===== DATA SUPPLIED =====
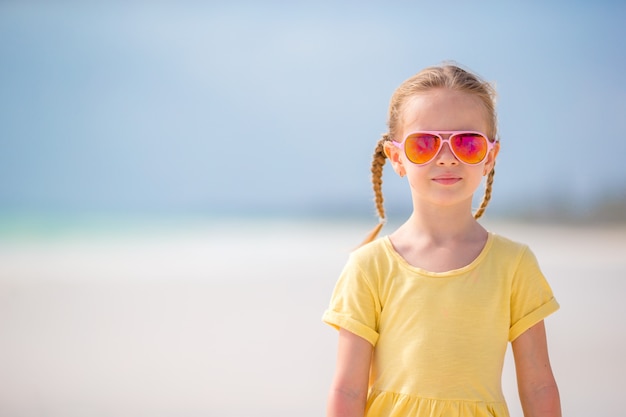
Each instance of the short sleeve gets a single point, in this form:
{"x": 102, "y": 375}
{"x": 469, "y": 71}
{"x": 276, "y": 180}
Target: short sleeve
{"x": 354, "y": 304}
{"x": 532, "y": 299}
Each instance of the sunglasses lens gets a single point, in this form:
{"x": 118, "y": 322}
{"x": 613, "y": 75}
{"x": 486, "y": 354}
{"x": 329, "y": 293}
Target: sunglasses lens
{"x": 421, "y": 147}
{"x": 471, "y": 148}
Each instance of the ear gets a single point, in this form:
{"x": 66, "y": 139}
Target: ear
{"x": 491, "y": 158}
{"x": 394, "y": 154}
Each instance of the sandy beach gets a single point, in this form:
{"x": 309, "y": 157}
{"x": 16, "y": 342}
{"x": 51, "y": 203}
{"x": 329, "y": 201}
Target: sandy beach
{"x": 224, "y": 319}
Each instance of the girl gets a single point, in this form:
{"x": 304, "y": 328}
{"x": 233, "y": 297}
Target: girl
{"x": 425, "y": 314}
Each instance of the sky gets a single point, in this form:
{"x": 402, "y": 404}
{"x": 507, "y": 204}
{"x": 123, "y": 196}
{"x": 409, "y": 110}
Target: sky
{"x": 275, "y": 107}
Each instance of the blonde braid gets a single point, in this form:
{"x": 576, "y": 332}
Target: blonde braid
{"x": 378, "y": 162}
{"x": 487, "y": 195}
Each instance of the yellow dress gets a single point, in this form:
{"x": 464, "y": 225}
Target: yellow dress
{"x": 439, "y": 338}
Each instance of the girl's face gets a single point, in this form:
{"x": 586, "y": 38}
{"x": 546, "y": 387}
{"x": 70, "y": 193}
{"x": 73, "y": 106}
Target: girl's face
{"x": 444, "y": 181}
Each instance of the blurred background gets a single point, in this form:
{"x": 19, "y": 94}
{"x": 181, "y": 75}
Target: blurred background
{"x": 180, "y": 183}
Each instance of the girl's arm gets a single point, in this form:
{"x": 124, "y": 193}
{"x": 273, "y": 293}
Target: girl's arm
{"x": 348, "y": 392}
{"x": 538, "y": 391}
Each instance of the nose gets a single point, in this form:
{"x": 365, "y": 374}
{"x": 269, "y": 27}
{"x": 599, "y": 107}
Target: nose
{"x": 446, "y": 157}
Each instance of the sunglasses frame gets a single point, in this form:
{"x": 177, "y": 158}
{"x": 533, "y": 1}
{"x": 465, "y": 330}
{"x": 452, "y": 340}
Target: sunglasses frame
{"x": 451, "y": 133}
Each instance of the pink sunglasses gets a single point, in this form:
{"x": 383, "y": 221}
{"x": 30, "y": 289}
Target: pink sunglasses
{"x": 468, "y": 147}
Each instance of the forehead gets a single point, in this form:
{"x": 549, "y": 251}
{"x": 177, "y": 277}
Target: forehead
{"x": 444, "y": 109}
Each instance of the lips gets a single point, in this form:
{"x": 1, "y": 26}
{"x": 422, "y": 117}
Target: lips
{"x": 446, "y": 179}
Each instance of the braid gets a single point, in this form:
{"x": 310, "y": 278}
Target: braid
{"x": 487, "y": 196}
{"x": 378, "y": 162}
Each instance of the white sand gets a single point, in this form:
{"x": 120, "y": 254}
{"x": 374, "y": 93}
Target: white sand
{"x": 225, "y": 321}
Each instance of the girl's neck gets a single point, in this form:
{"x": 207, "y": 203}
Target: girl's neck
{"x": 443, "y": 224}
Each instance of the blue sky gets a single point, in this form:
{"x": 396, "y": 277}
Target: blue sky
{"x": 275, "y": 107}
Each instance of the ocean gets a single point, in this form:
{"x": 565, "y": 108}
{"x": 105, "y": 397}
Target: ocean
{"x": 223, "y": 317}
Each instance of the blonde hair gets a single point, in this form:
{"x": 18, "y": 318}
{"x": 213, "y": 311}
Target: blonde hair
{"x": 445, "y": 76}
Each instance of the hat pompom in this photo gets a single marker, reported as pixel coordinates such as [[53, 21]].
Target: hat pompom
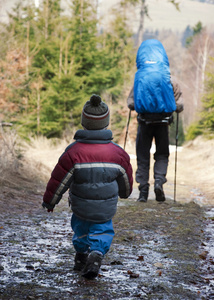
[[95, 100]]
=====
## WHAT TO PRODUCE
Repeat the data word for word; drop the pictures.

## ANSWER TO THE EXERCISE
Each instance of the short sleeve gets a single point, in this form:
{"x": 102, "y": 375}
{"x": 469, "y": 71}
{"x": 276, "y": 180}
Target: short sleeve
{"x": 354, "y": 304}
{"x": 532, "y": 299}
Each instance of the sunglasses lens gets a single point, in this form:
{"x": 118, "y": 322}
{"x": 613, "y": 75}
{"x": 486, "y": 354}
{"x": 329, "y": 293}
Target: sunglasses lens
{"x": 421, "y": 147}
{"x": 471, "y": 148}
Each instance of the ear gets a single point, in this form:
{"x": 66, "y": 139}
Target: ear
{"x": 491, "y": 158}
{"x": 394, "y": 154}
Each instance of the sandy beach gets a single point, in this form:
{"x": 309, "y": 157}
{"x": 16, "y": 342}
{"x": 51, "y": 203}
{"x": 329, "y": 201}
Target: sandy beach
{"x": 224, "y": 319}
Each instance of the girl gets a single point, in this form:
{"x": 304, "y": 328}
{"x": 233, "y": 297}
Target: girl
{"x": 425, "y": 314}
Each instance of the sky gets a single point, in this form:
{"x": 402, "y": 404}
{"x": 507, "y": 204}
{"x": 123, "y": 196}
{"x": 409, "y": 110}
Target: sky
{"x": 275, "y": 107}
Each instance of the blonde braid gets a single point, in this form:
{"x": 576, "y": 332}
Target: blonde braid
{"x": 378, "y": 162}
{"x": 487, "y": 195}
Each instance of the yellow dress gets a single point, in this form:
{"x": 464, "y": 225}
Target: yellow dress
{"x": 439, "y": 338}
Each instance of the girl's face gets a single point, in this form:
{"x": 586, "y": 38}
{"x": 546, "y": 387}
{"x": 70, "y": 193}
{"x": 73, "y": 106}
Target: girl's face
{"x": 444, "y": 181}
Each instance of the blurred background gets a single point, in this form:
{"x": 19, "y": 94}
{"x": 181, "y": 75}
Target: blurred background
{"x": 180, "y": 183}
Each instance of the girl's arm gets a single point, in this form:
{"x": 124, "y": 193}
{"x": 273, "y": 293}
Target: girl's arm
{"x": 348, "y": 392}
{"x": 538, "y": 391}
Each instance of the nose gets a single point, in this form:
{"x": 365, "y": 374}
{"x": 269, "y": 27}
{"x": 599, "y": 107}
Target: nose
{"x": 446, "y": 157}
Each instance of the sunglasses frame gets a single point, in this form:
{"x": 177, "y": 158}
{"x": 533, "y": 1}
{"x": 465, "y": 330}
{"x": 452, "y": 340}
Target: sunglasses frame
{"x": 451, "y": 133}
Each instance of the pink sunglasses gets a single point, in this form:
{"x": 383, "y": 221}
{"x": 30, "y": 289}
Target: pink sunglasses
{"x": 468, "y": 147}
Each instance of the forehead gets a single point, in this form:
{"x": 549, "y": 251}
{"x": 177, "y": 277}
Target: forehead
{"x": 444, "y": 109}
Each instance of the lips gets a single point, in this form:
{"x": 1, "y": 26}
{"x": 422, "y": 117}
Target: lips
{"x": 446, "y": 179}
Each instance of the braid gets a single point, in this form:
{"x": 310, "y": 278}
Target: braid
{"x": 487, "y": 196}
{"x": 378, "y": 162}
Each instance of the white sand gets a single point, in this form:
{"x": 120, "y": 254}
{"x": 374, "y": 93}
Target: white sand
{"x": 225, "y": 321}
Each instance of the girl's neck gets a single point, in this form:
{"x": 207, "y": 203}
Target: girl's neck
{"x": 443, "y": 224}
Each instance of the blue sky gets a single point, in this form:
{"x": 396, "y": 277}
Target: blue sky
{"x": 275, "y": 107}
Each instance of the ocean gets a single point, in this form:
{"x": 565, "y": 108}
{"x": 105, "y": 397}
Target: ocean
{"x": 223, "y": 317}
Each instance of the blonde hair gets a single point, in this form:
{"x": 18, "y": 318}
{"x": 213, "y": 311}
Target: blonde hair
{"x": 445, "y": 76}
Each instance of the hat pompom in this photo gets a single marker, reported as pixel coordinates such as [[53, 21]].
Target: hat pompom
[[95, 100]]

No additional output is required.